_QUOTED TEXT_.
___

To improve the efficiency of RCRA Corrective Action, in 2014, EPA Regions 3 and 7 began a pilot to implement RCRA Corrective Action using Lean process analysis with the goal of clarifying goals and expectations early in the process. The Lean process is a collection of principles and methods that focus on the systematic identification and elimination of non-value-added activity involved in producing a product or delivering a service to customers. Within the RCRA Corrective Action program, the Lean process was used to remove various redundant steps and frontload goals and expectations through a corrective action framework (CAF), resulting in significant time savings.
Based on lessons learned from piloting the Lean process approach, in May 2016, EPA released Resource Conservation Recovery Act Facility Investigation Remedy Selection Track (RCRA FIRST)–A Toolbox for Corrective Action. RCRA FIRST addresses both the RCRA Facility investigation (RFI) and the remedy selection, or Corrective Measures Study (CMS). The toolbox provides how-to guidance, process flow maps, management plans and tools, and templates to help project managers and site managers be more efficient in their work. These tools are designed for use in a variety of situations, including where facilities are implementing corrective action voluntarily or according to permits or orders.

___

_SUPPLIED DATA_.
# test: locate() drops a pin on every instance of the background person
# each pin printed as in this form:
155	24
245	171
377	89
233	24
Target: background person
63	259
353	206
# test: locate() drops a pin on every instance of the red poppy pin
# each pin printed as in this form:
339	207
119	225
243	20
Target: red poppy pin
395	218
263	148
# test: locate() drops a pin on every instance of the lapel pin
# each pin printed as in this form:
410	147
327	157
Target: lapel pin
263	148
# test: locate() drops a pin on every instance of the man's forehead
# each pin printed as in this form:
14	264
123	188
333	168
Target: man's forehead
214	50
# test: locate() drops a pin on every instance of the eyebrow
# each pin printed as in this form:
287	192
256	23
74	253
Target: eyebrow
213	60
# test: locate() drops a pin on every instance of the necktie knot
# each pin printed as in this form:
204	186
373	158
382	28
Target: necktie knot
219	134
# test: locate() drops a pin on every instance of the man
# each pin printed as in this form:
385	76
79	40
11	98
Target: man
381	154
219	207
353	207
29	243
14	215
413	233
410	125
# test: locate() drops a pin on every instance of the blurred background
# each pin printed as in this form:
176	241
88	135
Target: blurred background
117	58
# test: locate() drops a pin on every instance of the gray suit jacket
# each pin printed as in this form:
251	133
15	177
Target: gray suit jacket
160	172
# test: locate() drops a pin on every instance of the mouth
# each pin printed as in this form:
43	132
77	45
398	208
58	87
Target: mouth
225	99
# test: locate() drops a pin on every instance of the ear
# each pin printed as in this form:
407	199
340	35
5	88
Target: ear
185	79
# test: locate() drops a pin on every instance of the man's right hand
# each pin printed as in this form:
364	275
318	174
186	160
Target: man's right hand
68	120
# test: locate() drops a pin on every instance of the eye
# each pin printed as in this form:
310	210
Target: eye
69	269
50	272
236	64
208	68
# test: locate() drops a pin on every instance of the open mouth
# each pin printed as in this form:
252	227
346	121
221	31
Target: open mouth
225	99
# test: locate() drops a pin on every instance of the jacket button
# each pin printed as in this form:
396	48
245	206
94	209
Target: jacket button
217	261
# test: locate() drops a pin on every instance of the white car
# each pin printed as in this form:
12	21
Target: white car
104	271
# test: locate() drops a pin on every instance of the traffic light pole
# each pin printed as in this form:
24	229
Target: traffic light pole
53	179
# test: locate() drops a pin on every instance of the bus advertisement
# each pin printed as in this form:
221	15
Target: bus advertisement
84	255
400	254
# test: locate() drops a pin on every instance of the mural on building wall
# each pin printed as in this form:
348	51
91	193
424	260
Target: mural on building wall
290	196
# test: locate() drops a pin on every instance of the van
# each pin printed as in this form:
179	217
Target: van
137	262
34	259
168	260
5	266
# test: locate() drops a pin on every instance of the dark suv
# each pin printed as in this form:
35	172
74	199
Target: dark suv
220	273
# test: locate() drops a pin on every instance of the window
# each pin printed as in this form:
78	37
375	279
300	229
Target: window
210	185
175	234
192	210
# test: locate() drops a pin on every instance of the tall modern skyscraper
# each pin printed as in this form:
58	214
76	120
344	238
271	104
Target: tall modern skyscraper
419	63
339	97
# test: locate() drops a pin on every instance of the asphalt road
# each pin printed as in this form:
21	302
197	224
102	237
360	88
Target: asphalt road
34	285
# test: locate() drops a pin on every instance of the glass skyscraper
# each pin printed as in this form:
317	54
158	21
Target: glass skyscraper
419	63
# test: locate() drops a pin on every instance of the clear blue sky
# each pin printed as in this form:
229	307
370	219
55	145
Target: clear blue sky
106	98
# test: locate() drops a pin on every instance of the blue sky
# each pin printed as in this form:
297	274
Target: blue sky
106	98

___

_PROBLEM DETAILS_.
Condense the paragraph beginning "Based on lessons learned" in the RCRA Corrective Action text into a short bulleted list that keeps its main facts. Work from the RCRA Corrective Action text alone.

_ANSWER FOR THIS EXERCISE_.
- In May 2016, drawing on the Lean pilot, EPA released RCRA FIRST (Resource Conservation Recovery Act Facility Investigation Remedy Selection Track), a toolbox for corrective action.
- It covers both the RCRA Facility Investigation (RFI) and remedy selection, also called the Corrective Measures Study (CMS).
- It provides how-to guidance, process flow maps, management plans and tools, and templates to help project and site managers work more efficiently.
- The tools fit many situations, including voluntary corrective action and action under permits or orders.